* [EXERCISE TASK]: Transcribe the data word for word, from the line containing "Target: **white background**" through the last line, both ends included.

* [RECORDS SUPPLIED]:
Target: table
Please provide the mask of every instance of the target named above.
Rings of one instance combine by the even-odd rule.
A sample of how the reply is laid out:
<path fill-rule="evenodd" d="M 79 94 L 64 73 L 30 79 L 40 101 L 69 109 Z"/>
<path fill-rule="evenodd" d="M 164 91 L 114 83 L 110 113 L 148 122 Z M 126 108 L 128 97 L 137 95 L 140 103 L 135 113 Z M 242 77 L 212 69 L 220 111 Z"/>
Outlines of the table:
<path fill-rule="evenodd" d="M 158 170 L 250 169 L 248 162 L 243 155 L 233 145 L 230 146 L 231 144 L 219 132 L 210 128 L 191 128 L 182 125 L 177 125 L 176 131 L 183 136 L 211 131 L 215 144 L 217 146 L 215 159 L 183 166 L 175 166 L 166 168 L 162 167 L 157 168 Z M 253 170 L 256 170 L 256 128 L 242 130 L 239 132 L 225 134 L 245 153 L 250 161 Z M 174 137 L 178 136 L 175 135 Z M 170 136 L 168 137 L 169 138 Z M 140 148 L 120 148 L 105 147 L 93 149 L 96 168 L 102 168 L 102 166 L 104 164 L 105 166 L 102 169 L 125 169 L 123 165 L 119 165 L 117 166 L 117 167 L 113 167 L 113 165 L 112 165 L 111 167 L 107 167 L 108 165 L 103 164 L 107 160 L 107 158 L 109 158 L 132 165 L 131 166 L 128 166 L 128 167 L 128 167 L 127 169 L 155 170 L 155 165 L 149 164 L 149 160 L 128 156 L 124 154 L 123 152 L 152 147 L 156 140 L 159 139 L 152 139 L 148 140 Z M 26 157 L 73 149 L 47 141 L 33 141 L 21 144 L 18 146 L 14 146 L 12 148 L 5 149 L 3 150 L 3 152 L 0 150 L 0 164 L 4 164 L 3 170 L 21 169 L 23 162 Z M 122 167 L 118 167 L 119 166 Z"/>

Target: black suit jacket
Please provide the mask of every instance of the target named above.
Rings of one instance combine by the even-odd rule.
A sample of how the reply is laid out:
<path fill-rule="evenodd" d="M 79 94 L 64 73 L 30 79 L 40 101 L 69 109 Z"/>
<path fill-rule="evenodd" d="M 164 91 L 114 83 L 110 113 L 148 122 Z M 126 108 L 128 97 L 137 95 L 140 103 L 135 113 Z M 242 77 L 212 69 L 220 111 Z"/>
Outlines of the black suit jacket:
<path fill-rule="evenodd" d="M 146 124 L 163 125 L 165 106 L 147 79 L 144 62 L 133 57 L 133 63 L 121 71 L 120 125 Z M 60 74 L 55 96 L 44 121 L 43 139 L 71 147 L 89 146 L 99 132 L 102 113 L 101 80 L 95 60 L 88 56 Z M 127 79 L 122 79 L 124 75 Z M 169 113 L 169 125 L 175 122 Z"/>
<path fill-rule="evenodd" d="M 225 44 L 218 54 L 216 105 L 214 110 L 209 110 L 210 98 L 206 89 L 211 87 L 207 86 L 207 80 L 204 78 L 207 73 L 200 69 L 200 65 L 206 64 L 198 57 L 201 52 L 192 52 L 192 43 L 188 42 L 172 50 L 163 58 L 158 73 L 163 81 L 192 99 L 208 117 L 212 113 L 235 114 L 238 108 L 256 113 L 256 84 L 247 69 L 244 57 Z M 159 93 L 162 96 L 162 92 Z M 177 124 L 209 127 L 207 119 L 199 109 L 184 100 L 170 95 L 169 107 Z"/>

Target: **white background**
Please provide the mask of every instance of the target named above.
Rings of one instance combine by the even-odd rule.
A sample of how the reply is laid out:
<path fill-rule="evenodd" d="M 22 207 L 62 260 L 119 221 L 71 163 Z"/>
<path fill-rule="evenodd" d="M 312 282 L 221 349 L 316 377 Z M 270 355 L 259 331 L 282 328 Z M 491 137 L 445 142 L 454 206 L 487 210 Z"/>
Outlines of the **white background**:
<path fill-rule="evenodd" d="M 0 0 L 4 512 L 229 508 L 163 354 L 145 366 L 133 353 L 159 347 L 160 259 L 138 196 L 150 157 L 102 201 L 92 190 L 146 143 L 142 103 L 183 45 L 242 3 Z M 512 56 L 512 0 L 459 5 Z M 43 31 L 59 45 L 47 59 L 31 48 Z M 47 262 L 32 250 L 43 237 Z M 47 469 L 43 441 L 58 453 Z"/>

* [FINAL RESULT]:
Target: **white background**
Please provide the mask of every instance of the target named above.
Rings of one instance combine by the even-odd rule.
A sample of how the reply is laid out:
<path fill-rule="evenodd" d="M 22 207 L 62 260 L 119 221 L 71 163 Z"/>
<path fill-rule="evenodd" d="M 312 282 L 221 349 L 316 377 Z M 270 355 L 259 331 L 282 328 Z M 491 137 L 445 142 L 454 206 L 487 210 Z"/>
Outlines of the **white background**:
<path fill-rule="evenodd" d="M 0 0 L 4 512 L 229 508 L 163 354 L 145 366 L 133 353 L 159 347 L 160 259 L 138 196 L 150 157 L 102 201 L 92 190 L 146 143 L 142 103 L 183 45 L 242 3 Z M 512 56 L 512 0 L 459 5 Z M 43 31 L 59 45 L 47 59 L 31 48 Z M 47 262 L 32 250 L 43 237 Z M 47 469 L 43 441 L 58 453 Z"/>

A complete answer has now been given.